(Annotation dataset entries)
================================
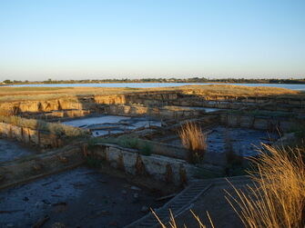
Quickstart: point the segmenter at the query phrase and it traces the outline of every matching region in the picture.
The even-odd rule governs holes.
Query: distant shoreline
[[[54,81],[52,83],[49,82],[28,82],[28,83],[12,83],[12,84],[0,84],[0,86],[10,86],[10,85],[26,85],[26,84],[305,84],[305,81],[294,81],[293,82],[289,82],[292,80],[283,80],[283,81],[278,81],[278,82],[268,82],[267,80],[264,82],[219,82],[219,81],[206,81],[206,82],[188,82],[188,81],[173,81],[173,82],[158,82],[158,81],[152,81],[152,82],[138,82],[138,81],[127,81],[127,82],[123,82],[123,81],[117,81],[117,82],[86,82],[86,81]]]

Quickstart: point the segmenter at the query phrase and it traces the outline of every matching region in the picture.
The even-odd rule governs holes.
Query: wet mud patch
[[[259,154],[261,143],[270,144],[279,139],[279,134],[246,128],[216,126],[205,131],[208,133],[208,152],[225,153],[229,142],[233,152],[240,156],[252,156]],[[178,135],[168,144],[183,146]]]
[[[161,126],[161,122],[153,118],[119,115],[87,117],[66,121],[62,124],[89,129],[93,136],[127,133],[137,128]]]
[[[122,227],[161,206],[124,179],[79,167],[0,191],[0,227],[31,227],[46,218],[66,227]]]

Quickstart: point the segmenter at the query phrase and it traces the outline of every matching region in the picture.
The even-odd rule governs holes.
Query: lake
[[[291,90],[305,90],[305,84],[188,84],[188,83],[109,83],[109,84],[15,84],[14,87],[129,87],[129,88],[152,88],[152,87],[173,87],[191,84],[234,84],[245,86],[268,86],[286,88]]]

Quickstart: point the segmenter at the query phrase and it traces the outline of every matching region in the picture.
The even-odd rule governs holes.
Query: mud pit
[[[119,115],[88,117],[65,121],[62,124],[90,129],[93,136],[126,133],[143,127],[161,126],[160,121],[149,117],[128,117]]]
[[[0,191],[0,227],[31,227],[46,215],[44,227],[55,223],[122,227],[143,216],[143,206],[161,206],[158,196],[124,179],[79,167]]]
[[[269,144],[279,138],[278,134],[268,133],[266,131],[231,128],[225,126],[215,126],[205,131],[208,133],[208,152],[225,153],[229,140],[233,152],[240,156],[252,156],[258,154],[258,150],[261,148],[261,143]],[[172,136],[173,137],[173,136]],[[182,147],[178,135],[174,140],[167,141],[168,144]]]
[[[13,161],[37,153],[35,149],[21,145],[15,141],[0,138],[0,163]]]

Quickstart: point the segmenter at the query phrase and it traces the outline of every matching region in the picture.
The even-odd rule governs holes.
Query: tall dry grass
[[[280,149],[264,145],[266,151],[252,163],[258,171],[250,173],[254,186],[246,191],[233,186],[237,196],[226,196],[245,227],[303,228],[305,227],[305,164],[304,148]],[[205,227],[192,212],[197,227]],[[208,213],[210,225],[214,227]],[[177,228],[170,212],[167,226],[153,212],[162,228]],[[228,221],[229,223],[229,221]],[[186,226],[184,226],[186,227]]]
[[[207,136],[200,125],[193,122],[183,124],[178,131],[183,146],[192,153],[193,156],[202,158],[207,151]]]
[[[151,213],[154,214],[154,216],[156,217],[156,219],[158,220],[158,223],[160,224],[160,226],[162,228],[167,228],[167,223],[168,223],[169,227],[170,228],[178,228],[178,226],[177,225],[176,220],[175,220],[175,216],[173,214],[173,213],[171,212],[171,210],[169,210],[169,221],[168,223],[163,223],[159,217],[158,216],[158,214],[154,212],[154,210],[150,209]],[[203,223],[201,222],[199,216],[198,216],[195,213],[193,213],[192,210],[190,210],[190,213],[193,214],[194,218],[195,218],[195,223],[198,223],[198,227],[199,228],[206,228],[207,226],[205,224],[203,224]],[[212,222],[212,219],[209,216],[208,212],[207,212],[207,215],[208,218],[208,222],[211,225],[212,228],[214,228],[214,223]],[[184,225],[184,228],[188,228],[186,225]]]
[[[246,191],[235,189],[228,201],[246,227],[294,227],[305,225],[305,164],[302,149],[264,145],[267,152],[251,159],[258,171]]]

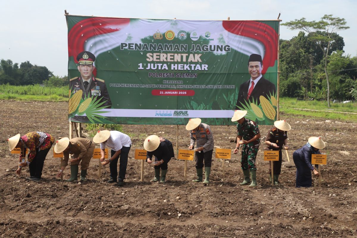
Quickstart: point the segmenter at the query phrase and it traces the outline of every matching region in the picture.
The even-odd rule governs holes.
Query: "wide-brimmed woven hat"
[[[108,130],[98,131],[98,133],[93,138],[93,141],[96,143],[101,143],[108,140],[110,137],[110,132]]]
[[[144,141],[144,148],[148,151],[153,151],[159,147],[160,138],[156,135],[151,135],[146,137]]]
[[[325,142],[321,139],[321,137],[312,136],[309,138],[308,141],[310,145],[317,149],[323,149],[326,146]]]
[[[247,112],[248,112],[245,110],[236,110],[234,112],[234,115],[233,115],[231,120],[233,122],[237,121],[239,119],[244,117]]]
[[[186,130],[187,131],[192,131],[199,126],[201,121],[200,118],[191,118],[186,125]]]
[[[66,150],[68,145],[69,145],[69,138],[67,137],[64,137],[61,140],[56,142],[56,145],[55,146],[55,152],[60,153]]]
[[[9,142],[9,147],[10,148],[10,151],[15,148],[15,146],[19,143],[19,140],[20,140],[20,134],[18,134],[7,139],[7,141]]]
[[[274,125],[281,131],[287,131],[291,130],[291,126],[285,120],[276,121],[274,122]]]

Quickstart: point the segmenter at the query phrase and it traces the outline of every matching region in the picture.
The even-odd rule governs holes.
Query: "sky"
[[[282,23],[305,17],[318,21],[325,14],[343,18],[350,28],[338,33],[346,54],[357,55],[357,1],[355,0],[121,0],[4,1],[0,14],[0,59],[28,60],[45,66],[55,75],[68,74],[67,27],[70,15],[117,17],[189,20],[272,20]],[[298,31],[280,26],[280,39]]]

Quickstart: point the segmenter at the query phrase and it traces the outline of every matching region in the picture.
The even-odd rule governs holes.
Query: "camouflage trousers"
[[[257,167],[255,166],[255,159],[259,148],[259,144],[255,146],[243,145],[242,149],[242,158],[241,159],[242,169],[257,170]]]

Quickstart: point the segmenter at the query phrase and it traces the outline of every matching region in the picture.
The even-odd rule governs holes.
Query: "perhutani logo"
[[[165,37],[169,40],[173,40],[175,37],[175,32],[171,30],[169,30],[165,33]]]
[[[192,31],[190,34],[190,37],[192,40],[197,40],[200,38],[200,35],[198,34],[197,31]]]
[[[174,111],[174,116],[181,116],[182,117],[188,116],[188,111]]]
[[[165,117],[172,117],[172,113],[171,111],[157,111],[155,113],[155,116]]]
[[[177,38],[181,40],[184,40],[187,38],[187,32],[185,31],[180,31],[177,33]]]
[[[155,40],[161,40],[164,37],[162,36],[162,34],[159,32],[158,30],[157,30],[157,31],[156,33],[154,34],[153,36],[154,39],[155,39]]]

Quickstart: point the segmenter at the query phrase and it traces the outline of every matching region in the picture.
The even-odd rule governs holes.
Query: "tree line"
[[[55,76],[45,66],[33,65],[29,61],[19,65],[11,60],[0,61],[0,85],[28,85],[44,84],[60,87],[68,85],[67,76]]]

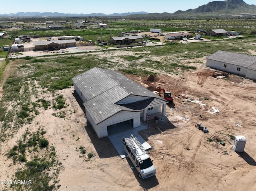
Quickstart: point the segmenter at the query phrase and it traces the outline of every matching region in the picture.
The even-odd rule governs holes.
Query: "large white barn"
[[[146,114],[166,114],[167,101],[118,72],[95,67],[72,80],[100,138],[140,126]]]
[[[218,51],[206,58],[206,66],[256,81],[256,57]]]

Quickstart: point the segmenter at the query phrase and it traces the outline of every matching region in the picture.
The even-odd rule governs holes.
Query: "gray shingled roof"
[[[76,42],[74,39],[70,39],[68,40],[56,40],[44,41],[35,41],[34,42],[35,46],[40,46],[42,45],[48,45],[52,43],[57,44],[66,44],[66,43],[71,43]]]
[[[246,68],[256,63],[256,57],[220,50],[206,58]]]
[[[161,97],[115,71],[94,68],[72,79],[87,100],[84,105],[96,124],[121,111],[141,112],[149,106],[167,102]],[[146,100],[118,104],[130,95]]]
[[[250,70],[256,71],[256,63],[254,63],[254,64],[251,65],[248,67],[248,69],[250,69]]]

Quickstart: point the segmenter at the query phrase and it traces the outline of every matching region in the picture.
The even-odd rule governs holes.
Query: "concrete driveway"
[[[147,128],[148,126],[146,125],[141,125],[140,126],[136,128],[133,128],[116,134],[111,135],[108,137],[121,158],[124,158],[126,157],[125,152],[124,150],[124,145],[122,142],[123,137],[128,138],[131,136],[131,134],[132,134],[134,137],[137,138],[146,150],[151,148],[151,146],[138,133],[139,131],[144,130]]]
================================
#### WORK REQUIRED:
Reproduce the lines from the start of the entries through the line holding "Query: distant shoreline", inclusive, with "segmenter" swapped for "tracing tool" and nothing else changed. Leave the pictures out.

#### COMPLETED TASK:
Quickstart: point the tracing tool at the query phrase and it traces the outline of every matching region in the picture.
The even-odd rule governs holes.
Query: distant shoreline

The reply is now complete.